*ACTION ITEM:*
Reproduce what is written in the records below exactly, and leave out the images.
__________________________________________________
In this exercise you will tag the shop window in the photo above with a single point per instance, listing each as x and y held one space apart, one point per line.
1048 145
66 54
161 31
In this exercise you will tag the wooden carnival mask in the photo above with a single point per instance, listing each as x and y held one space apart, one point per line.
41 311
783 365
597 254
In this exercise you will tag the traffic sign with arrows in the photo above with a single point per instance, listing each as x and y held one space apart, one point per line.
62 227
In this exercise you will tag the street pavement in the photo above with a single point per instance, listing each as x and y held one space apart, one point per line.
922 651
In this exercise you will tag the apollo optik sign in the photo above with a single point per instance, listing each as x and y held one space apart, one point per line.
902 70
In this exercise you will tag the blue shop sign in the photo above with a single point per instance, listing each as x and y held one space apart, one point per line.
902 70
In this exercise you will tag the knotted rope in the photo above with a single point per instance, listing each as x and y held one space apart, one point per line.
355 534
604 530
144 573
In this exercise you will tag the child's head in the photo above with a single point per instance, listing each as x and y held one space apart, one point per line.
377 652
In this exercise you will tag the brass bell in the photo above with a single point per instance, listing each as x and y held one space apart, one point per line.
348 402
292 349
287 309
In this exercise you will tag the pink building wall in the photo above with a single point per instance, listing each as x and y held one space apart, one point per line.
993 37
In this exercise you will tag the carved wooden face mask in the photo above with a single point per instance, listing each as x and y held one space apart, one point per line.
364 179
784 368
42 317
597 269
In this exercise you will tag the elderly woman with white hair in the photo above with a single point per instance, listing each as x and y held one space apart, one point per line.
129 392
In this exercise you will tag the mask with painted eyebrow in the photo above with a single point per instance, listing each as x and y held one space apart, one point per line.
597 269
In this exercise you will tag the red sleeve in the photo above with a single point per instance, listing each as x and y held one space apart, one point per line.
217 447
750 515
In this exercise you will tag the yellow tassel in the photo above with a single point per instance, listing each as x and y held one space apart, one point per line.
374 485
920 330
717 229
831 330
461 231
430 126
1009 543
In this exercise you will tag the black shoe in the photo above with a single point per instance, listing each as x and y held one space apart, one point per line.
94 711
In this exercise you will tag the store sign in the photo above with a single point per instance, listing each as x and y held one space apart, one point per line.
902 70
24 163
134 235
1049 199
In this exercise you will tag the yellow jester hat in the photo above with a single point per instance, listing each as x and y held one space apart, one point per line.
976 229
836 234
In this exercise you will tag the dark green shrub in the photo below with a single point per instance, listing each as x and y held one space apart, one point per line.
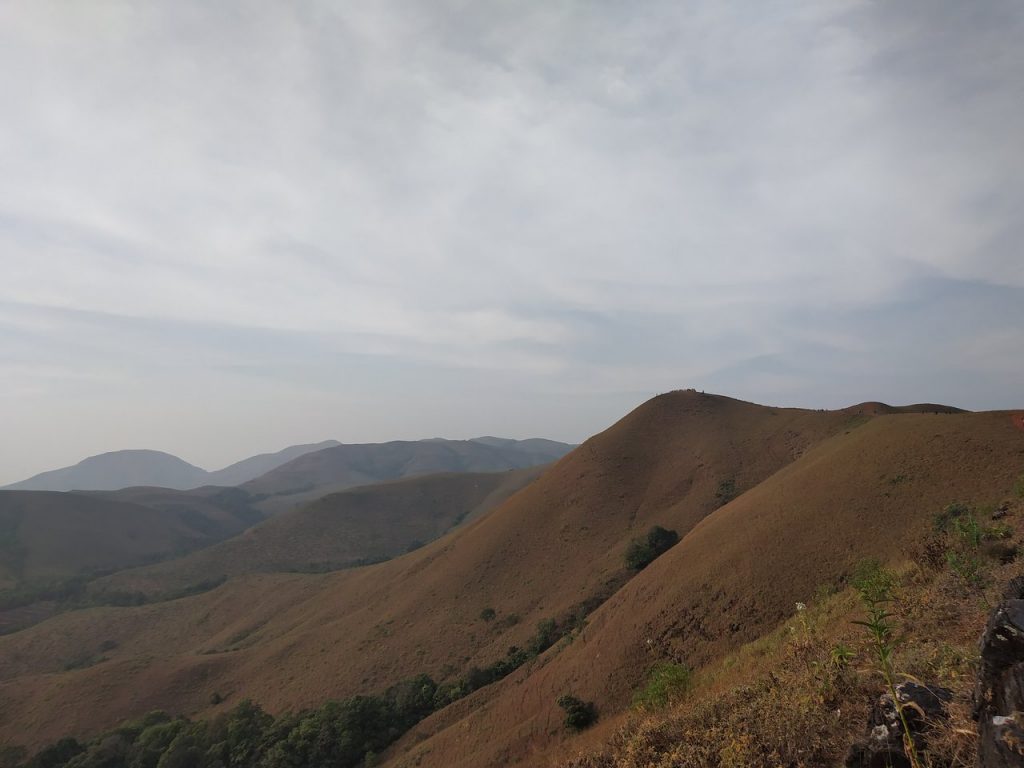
__________________________________________________
*OUTPUT:*
In this exercise you will tag the shop window in the photo above with a single point per instance, listing each as x and y held one space apart, one point per line.
1048 145
66 54
161 31
In this exercise you will tag the wooden carnival mask in the photo above with a single point per instance, listing each as x and y held one space apart, one point per line.
41 311
783 365
597 254
In this exercise you will tag the traffic sign with arrows in the photo above with a single point per instance, listing each as x and y held one space apart, one point per line.
62 227
In this exercise you will tag the street pavement in the photo above with a single point per instance, listing each as x and y held one space apart, one point per line.
922 651
In this exercise you will tag the apollo optik sign in the photo above with a single point per instance, listing each as x and y held one space apart, one point per line.
902 70
In this exercise you will tag the blue shop sign in the photo above with a single point per instance, listing each as x and y held one space apart, one point per line.
902 70
In this exercise you will tag the knotted rope in the photo above with a single point per instance, listing each as x and y held one space apart, one point per line.
355 534
604 530
144 573
In this exercise you will tag the child's head in the photo above with a single point per instance, listing each as x and y held one space apart, one point per line.
377 652
In this exercise you will tag the brass bell in the photo above with a single point per instance, listing each as x and y held one space apart, one point per line.
348 402
292 349
287 309
In this exercise you will tag the pink building wall in the photo above with a single point per instance, listing each as x and y held one space apart, one point per line.
993 37
In this exercise you will tag the carved wooden face mask in the photo above with a single point per instance, listing each as x and y held one space apart, one point per line.
364 179
784 368
42 317
597 269
In this exercise you will tag the elderly woman with white hair in the photo above with a single point per instance, listing each as x and y held one space apart, one point per line.
129 392
In this exercise you will tag the mask with painted eyebrow in the photo above with a single point per instance, listing each as x and y held one space apart, one point per line.
597 269
In this exercise you will tag the red sleeve in the photo above with a single point per instance, listing each as x and y held one space apart, one point per line.
217 447
750 515
In this exercise you will tag the yellow tassel in the photo above with a single point per instance, listing each as x and y held one space apart, one point per line.
374 485
920 330
717 229
831 330
461 231
430 126
1009 543
In this exercise you will tag the black shoe in the photo above with a single point per instance, listing each as x and y held one space apart, one point per line.
94 711
In this exercise you will tag the store sign in the photo above with a single point per instance, listing each as x and y held one space apart, one point per line.
902 70
24 163
134 235
1049 199
In this exercise you will tag the yellow jester hat in the photo above with a single point per instance, listing each as x and y held one space apart, one point per line.
976 229
836 234
In this exercise you will tag the dark green shrub in the photo below with a single point per instance, listing each as x and y held one space apart, one point per line.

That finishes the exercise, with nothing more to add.